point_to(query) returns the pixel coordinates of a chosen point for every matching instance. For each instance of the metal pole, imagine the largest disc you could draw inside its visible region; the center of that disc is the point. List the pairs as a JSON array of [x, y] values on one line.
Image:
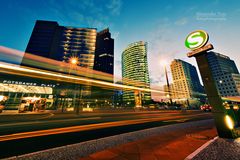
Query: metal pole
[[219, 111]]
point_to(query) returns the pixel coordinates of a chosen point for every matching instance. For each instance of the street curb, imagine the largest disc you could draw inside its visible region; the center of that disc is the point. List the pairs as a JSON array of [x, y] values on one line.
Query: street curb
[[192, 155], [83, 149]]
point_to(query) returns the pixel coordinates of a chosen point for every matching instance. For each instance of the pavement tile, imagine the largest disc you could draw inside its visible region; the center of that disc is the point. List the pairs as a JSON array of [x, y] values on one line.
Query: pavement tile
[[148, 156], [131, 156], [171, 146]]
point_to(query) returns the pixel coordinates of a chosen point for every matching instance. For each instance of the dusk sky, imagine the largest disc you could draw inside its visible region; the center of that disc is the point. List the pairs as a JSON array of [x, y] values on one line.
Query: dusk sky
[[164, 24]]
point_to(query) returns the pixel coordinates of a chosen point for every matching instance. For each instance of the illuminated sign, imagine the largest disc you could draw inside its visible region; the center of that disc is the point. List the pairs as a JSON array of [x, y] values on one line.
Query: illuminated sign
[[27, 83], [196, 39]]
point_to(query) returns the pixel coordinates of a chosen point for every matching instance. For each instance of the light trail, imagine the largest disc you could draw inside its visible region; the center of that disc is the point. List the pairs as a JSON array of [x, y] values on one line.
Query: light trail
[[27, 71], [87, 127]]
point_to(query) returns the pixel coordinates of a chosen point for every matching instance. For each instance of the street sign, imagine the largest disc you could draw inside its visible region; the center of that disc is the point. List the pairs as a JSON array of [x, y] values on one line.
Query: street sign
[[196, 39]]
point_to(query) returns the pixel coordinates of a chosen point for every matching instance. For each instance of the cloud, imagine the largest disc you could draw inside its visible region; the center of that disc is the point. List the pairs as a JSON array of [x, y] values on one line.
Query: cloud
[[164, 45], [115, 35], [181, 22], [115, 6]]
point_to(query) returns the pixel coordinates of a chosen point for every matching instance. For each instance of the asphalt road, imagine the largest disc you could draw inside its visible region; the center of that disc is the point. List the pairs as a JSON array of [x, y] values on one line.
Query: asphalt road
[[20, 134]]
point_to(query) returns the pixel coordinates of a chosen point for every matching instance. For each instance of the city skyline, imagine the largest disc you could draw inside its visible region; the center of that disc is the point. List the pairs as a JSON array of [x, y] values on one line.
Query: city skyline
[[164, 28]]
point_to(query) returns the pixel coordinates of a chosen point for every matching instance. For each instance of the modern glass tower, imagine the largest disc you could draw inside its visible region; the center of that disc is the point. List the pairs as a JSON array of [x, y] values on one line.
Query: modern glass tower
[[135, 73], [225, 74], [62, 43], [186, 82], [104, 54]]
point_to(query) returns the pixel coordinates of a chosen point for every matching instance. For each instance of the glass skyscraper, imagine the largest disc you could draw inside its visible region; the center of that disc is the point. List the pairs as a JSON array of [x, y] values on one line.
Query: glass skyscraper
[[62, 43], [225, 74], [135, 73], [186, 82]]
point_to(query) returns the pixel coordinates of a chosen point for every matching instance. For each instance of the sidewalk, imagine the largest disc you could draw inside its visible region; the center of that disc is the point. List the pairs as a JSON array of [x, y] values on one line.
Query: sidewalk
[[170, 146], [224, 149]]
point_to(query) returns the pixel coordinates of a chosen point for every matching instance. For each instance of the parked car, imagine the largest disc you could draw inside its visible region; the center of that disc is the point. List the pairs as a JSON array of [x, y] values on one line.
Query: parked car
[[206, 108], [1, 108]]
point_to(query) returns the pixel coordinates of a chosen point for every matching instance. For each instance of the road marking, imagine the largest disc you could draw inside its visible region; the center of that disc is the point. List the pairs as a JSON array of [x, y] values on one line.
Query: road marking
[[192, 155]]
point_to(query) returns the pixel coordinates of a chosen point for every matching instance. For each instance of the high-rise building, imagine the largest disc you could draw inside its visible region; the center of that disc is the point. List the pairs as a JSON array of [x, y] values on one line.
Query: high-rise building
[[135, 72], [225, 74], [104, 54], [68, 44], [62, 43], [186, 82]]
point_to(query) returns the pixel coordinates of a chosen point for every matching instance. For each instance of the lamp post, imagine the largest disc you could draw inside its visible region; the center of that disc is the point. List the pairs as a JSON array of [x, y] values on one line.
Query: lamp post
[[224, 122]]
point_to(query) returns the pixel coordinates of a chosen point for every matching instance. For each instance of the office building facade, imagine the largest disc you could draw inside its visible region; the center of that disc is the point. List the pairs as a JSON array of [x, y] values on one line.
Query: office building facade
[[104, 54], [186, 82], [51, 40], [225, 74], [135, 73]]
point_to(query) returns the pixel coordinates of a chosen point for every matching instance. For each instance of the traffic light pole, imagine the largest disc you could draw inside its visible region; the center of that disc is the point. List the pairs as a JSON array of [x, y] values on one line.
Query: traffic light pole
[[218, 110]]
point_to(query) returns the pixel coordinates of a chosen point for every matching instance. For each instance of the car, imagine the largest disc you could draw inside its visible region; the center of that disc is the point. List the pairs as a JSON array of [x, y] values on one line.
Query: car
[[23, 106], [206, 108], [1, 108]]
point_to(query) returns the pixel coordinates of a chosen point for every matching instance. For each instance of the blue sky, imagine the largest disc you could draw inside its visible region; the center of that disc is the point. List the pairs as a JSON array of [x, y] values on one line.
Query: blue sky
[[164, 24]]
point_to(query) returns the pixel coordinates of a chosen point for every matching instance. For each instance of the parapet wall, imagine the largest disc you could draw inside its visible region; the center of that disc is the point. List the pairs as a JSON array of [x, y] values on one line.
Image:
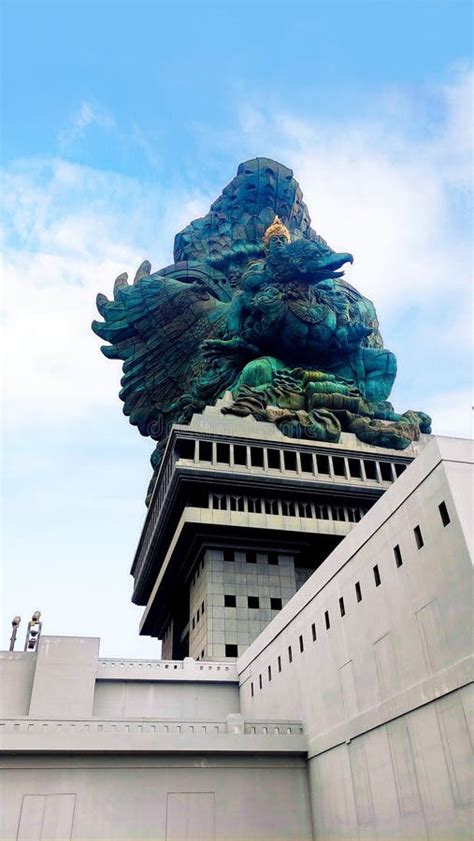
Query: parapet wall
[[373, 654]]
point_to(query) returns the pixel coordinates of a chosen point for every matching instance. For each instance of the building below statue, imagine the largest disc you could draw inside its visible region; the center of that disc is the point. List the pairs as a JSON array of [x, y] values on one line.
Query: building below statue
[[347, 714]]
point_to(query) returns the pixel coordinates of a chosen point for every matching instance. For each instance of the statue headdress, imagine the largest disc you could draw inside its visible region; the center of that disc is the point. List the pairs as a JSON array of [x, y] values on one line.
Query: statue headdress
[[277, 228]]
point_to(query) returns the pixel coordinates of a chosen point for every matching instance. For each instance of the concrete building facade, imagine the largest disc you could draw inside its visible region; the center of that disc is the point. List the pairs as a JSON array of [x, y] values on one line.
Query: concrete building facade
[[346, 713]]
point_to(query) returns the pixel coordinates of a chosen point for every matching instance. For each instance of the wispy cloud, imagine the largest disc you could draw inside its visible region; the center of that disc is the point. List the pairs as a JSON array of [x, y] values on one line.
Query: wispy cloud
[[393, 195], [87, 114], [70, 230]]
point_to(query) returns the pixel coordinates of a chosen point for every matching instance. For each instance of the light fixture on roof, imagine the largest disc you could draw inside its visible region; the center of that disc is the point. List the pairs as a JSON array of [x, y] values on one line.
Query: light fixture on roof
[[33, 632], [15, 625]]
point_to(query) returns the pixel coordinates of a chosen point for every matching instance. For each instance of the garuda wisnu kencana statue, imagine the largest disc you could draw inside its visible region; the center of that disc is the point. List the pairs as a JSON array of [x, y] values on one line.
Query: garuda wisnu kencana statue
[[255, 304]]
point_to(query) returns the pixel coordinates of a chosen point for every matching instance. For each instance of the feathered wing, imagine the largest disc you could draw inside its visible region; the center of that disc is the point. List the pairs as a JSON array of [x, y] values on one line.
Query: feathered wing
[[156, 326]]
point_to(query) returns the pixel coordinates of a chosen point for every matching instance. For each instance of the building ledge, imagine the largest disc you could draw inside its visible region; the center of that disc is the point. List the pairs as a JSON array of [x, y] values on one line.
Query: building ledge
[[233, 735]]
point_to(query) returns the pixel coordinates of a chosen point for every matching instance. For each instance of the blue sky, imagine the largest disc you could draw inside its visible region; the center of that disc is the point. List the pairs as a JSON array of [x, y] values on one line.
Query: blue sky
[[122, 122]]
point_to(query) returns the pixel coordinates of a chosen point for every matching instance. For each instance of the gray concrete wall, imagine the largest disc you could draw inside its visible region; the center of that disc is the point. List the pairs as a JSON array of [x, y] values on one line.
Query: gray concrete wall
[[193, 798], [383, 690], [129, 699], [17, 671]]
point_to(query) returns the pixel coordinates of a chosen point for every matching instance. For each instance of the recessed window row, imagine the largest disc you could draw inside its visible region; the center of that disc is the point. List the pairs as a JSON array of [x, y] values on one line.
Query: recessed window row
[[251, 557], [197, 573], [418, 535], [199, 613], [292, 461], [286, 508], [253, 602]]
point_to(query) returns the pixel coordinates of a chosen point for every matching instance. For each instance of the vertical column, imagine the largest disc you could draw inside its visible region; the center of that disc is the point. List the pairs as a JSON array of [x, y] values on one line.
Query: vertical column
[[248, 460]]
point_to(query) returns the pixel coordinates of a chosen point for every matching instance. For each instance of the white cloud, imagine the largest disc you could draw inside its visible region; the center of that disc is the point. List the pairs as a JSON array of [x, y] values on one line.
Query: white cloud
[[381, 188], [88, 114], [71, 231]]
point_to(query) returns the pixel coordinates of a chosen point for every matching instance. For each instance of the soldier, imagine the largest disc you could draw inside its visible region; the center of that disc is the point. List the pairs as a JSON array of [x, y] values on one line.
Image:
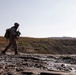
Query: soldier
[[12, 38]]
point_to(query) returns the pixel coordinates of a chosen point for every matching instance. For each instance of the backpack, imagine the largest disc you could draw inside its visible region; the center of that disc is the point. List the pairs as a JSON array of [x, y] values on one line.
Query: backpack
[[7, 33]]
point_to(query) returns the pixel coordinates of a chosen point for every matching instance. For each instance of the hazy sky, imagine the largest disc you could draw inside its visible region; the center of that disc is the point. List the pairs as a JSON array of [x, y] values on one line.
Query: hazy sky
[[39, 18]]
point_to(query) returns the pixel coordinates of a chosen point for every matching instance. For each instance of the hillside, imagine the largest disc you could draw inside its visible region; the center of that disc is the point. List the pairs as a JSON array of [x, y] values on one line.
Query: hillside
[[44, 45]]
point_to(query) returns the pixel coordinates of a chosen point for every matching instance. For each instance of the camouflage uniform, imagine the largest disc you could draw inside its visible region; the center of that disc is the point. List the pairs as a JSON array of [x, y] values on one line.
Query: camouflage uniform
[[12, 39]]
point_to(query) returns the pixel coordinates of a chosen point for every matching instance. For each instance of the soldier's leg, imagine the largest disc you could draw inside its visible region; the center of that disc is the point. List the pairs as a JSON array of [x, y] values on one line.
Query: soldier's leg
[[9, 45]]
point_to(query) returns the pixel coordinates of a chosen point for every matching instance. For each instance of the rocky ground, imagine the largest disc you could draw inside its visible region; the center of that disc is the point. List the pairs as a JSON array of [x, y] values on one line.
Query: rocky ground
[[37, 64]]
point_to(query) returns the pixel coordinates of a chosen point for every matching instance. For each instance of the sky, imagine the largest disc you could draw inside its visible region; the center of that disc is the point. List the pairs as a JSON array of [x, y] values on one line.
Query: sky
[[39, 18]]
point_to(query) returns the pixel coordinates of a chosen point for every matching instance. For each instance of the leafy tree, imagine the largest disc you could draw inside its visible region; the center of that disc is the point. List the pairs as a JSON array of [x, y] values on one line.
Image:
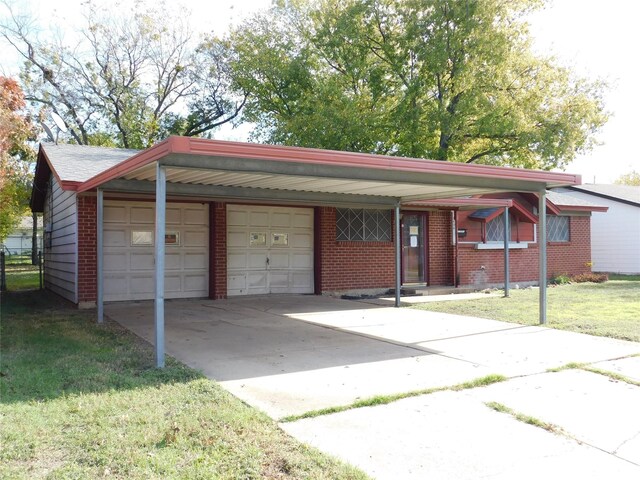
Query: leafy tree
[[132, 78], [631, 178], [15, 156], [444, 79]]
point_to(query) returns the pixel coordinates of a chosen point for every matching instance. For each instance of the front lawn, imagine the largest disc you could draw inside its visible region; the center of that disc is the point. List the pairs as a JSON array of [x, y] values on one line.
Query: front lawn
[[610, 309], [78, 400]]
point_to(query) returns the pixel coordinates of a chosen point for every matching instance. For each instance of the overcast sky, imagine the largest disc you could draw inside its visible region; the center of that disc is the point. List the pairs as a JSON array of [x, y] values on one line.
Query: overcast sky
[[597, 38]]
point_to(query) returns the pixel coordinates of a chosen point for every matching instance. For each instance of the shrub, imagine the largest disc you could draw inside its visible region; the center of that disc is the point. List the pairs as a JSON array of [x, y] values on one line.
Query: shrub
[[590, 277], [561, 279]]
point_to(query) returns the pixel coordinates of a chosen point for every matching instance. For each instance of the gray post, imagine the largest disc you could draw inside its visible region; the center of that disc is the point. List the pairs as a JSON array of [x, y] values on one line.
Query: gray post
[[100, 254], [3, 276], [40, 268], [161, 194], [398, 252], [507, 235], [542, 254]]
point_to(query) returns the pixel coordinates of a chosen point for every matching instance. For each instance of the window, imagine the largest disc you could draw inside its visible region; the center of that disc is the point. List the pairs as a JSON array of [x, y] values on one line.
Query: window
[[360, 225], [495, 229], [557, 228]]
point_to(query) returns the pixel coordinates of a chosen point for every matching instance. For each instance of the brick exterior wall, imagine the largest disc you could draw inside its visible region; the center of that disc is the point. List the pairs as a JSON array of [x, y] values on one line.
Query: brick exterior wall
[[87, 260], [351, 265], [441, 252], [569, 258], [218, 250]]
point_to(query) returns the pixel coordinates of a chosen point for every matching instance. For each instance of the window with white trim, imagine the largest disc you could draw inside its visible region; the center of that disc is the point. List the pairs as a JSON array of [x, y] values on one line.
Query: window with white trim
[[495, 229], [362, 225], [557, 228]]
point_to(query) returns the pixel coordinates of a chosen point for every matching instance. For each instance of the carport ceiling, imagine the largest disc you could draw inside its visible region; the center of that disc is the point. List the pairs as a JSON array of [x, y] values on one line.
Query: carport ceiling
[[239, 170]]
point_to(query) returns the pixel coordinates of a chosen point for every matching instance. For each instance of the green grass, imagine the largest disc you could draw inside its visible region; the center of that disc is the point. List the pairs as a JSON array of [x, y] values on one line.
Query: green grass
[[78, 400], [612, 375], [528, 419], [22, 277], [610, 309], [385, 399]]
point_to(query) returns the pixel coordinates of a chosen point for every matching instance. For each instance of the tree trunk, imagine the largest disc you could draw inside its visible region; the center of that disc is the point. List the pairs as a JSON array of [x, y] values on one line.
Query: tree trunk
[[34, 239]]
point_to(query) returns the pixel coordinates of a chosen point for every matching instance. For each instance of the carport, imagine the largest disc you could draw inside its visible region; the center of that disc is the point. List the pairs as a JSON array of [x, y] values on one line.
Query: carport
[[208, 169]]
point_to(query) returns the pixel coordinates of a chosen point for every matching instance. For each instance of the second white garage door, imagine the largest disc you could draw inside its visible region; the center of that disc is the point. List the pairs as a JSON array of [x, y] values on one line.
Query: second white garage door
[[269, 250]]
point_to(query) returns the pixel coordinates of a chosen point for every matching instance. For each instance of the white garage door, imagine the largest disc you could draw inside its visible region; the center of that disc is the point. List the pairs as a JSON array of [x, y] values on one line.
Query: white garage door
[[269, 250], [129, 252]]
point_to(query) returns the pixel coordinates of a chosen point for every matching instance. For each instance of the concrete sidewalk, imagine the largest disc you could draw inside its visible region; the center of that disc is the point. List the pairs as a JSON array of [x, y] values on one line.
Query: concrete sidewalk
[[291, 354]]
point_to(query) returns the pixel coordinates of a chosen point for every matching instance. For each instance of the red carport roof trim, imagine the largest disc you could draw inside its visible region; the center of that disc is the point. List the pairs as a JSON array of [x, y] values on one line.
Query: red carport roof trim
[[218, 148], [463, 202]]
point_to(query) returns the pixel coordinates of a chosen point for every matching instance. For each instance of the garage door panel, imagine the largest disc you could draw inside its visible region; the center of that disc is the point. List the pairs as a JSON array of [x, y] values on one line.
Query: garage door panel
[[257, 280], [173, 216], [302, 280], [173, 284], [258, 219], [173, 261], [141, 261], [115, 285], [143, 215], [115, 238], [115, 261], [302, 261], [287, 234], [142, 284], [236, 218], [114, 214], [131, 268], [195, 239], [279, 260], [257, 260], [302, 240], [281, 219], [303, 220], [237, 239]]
□ □ □ □
- [ASSIGNED TASK]
Copy only what lies between the start of the listing above and the line containing "of the dusk", inclusive of both ends, exactly as written, and drop the pictures.

- [SOLUTION TO THE EXERCISE]
point_to(query) returns the pixel coordinates of a chosen point for every matching instance. For each instance of the metal pole, imagine the largest disc you could draw inside its visible region; the center of that disc is the point. List the pairs as a JSON array of [x, y] values on one line.
Image:
Query: metal pole
[[219, 111]]
point_to(query) returns the pixel coordinates of a chosen point for every matching instance. For each instance of the street curb, imagine the largest disc you could draw inside its visible region; the center of that disc is the point. List the pairs as a JSON array of [x, y] values on one line.
Query: street curb
[[192, 155], [83, 149]]
point_to(query) returns the pixel coordinates of a chosen point for every matching instance. For each instance of the pavement tile, imagine the largest disc you could draw inside its visible region; the center of that disc is the point. List the pairs as a JSON array of [x, y] values on one line.
Query: pavement tile
[[148, 156], [131, 156], [171, 146]]
point_to(query) returns the pixel coordinates of a chosen point for every matching instance. For each instance of the dusk sky, imagine the largest disc you could draw inside its visible region; the center of that disc is the point. List the pairs as a JSON array of [x, y] values on one line.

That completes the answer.